** Data for this task follows **
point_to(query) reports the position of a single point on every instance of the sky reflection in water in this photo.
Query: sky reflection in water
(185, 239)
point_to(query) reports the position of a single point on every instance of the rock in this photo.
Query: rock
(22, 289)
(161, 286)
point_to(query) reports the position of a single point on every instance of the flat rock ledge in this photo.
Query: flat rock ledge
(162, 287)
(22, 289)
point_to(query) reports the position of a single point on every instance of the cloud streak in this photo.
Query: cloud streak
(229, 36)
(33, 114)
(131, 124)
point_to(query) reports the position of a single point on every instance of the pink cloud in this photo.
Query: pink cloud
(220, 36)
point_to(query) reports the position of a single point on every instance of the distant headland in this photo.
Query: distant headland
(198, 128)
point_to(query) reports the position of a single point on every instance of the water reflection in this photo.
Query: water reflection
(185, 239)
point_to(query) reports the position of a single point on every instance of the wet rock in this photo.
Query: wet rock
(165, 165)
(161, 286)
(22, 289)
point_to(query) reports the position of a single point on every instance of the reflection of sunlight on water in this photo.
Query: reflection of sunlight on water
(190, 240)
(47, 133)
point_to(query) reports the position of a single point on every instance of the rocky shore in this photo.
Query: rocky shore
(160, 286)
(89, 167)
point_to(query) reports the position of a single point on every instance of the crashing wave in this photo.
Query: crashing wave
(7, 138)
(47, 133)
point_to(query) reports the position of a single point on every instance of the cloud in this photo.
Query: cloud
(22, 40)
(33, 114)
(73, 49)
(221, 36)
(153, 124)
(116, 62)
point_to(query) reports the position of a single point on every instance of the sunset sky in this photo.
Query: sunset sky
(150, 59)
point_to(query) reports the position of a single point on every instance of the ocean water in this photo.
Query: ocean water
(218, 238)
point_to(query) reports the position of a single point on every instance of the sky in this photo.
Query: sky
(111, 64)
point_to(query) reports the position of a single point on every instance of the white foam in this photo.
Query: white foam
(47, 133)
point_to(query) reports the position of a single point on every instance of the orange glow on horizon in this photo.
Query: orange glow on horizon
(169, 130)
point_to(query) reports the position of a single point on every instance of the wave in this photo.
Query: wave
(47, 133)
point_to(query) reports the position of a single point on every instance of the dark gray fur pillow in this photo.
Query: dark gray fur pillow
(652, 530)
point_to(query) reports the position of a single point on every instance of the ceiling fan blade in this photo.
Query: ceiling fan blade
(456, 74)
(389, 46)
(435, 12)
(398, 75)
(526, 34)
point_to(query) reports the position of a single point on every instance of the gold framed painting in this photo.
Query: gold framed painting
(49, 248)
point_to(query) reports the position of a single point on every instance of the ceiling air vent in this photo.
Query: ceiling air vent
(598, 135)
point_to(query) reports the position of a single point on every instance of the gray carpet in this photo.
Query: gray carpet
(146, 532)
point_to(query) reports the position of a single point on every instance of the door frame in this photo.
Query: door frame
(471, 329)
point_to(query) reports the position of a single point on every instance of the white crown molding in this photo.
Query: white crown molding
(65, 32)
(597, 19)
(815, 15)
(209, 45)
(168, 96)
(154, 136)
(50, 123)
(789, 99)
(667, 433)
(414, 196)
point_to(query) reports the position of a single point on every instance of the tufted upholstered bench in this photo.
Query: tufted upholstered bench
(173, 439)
** End of Data for this task **
Could you output every entry above exactly as it stands?

▶ **Task answer**
point_to(query) reports the position of a single point on every instance of the sky reflection in water in this photo.
Query: sky reflection in water
(185, 239)
point_to(query) reports the position of a single point on every instance of the rock in this photo.
Query: rock
(22, 289)
(161, 286)
point_to(query) reports the position of a single point on every instance of the flat rock ledge in this photo.
Query: flat rock ledge
(162, 287)
(22, 289)
point_to(query) reports the position of a single point on every instance of the cloud streak in this photo.
Query: cloud streak
(229, 36)
(33, 114)
(131, 124)
point_to(query) reports the position of a single point on every instance of the pink cloud in this photo.
Query: pink cloud
(220, 36)
point_to(query) reports the position of a single point on every instance of the distant headland in this photo.
Query: distant headland
(198, 128)
point_to(query) reports the position of a single point on every instance of the water reflection in this photo.
Query: water reflection
(185, 239)
point_to(query) reports the position of a single point on every instance of the wet rock in this photo.
Query: wet rock
(165, 165)
(161, 286)
(22, 289)
point_to(query) reports the position of a single point on every instance of the reflection of sunlight on water in this photo.
Query: reflection of sunlight on water
(190, 240)
(47, 133)
point_to(query) reports the position of a single point on every instance of the rocky shore in this photo.
Query: rocky shore
(160, 286)
(89, 167)
point_to(query) reports the position of a single point on every instance of the crashing wave in this photo.
Query: crashing wave
(7, 138)
(47, 133)
point_to(query) reports the position of a single point on every instance of the cloud in this photo.
Query: cloud
(22, 40)
(33, 114)
(73, 49)
(221, 36)
(153, 124)
(116, 62)
point_to(query) reports the position of a single point on every instance of the sunset sky in this photo.
Query: sunset sky
(150, 59)
point_to(query) reports the position of a single point on every instance of the ocean water in this photo.
Query: ocean water
(218, 238)
point_to(query) reports the position of a single point on every instance of the sky in this photo.
Query: sky
(111, 64)
point_to(query) reports the position of a single point on every instance of the white foam in this photo.
Query: white foam
(47, 133)
point_to(query) reports the position of a single point on every instance of the orange glow on horizon in this photo.
Query: orange glow on horizon
(169, 130)
point_to(query) reports the position of a single point on every instance of the wave in this photo.
Query: wave
(47, 133)
point_to(query) reports the position of a single point on every instance of the dark gray fur pillow in this photo.
Query: dark gray fur pillow
(652, 530)
point_to(query) reports the position of a single point on every instance of the ceiling fan blade in this photo.
Query: ceiling fan blade
(456, 74)
(389, 46)
(435, 12)
(398, 75)
(526, 34)
point_to(query) reports the position of a single point on every instance of the gold framed painting in this photo.
Query: gold framed painting
(49, 248)
point_to(query) reports the position of a single point on every instance of the ceiling air vent in this photo.
Query: ceiling air vent
(598, 135)
point_to(query) reports the position of a single point on every instance of the gray carpet in this photo.
Query: gray carpet
(146, 532)
point_to(query) reports the position of a single point on every instance of the door frame in this photo.
Query: door frame
(471, 329)
point_to(query) reports the position of a single point on every instance of the white crown molding in this photo.
Query: white crown molding
(65, 32)
(597, 19)
(815, 15)
(209, 45)
(168, 96)
(154, 136)
(50, 123)
(789, 99)
(667, 433)
(414, 196)
point_to(query) reports the position of a single point on every instance of the tufted upholstered bench in this photo.
Query: tufted upholstered bench
(173, 439)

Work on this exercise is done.